TASK OBJECTIVE: Gather every line in the items below that contains the string "negative".

RAW DATA:
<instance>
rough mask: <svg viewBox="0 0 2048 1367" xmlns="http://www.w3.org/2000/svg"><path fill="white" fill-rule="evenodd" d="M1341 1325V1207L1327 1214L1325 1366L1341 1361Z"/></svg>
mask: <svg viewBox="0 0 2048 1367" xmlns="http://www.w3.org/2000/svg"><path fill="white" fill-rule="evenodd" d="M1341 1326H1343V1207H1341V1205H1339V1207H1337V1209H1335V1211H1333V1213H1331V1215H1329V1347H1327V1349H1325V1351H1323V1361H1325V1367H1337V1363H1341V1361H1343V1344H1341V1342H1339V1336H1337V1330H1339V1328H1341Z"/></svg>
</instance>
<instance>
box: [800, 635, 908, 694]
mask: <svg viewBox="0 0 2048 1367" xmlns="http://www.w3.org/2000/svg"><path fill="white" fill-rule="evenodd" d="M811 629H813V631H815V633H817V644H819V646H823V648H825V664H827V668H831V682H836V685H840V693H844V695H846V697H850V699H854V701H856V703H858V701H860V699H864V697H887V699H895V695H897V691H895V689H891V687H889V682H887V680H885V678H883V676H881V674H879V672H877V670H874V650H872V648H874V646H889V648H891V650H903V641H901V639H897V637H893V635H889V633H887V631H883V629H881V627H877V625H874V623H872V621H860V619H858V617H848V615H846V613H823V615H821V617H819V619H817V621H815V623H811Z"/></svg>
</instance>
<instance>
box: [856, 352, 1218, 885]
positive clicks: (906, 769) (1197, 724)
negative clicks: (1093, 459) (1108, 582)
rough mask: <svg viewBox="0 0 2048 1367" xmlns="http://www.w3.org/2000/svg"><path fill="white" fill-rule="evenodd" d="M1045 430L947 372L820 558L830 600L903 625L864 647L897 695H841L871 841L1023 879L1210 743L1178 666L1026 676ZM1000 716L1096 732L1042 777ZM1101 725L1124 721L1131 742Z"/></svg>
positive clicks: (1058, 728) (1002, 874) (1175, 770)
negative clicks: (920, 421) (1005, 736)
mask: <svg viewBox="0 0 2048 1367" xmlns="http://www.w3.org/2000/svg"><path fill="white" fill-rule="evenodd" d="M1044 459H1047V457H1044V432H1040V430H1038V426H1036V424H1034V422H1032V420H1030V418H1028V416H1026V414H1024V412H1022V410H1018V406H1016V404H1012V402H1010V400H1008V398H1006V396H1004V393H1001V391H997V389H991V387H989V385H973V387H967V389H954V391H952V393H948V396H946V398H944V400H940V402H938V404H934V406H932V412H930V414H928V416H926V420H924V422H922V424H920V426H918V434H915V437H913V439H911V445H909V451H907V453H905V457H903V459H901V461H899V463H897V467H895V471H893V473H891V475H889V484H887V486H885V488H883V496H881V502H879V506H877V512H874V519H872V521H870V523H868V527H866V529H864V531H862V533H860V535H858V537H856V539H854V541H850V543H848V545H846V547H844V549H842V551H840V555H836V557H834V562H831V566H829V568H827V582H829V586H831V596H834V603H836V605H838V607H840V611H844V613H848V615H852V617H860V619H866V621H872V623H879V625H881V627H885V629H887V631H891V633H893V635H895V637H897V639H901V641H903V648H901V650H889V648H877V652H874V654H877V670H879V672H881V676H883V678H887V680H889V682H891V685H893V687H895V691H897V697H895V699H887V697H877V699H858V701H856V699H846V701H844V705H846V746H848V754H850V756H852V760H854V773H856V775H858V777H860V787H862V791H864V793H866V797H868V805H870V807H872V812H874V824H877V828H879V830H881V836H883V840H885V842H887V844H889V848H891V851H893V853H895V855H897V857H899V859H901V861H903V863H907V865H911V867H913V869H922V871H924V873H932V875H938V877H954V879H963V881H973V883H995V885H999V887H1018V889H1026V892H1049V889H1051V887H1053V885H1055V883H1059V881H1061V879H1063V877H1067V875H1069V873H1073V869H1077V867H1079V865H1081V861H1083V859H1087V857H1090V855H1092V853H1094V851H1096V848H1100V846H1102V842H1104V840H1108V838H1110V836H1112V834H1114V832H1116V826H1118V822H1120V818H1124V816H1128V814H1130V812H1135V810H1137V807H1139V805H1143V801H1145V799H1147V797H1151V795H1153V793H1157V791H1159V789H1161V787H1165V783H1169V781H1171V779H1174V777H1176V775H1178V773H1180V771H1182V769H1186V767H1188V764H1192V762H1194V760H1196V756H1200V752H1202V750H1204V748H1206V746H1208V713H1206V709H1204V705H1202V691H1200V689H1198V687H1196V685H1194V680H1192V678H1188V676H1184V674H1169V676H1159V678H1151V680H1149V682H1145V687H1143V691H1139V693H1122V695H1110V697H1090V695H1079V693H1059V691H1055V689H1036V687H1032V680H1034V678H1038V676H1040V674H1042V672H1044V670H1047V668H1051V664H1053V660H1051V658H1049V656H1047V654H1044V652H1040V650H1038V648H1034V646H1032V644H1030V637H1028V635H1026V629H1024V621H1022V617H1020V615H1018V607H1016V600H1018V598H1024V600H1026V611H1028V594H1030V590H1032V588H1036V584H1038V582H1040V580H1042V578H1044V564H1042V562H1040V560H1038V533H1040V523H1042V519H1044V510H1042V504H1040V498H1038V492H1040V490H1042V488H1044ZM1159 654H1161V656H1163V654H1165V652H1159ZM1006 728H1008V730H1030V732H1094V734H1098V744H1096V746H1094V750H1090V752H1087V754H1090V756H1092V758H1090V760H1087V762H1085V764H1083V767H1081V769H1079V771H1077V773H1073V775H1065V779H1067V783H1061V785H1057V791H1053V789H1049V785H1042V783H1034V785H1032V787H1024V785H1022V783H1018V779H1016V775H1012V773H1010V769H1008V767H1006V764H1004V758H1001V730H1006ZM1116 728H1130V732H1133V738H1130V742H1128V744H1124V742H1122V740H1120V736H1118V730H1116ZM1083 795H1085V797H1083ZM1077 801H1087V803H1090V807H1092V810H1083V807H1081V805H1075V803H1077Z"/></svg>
* * *
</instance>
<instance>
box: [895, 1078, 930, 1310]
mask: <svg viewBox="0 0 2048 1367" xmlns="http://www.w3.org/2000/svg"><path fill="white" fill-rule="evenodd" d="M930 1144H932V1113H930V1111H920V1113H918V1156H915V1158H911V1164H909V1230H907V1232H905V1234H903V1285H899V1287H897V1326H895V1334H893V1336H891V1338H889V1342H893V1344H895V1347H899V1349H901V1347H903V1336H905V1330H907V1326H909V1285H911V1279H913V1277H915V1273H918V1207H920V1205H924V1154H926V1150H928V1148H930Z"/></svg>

SOLUTION:
negative clicks: (1093, 459) (1108, 582)
negative clicks: (920, 421) (1005, 736)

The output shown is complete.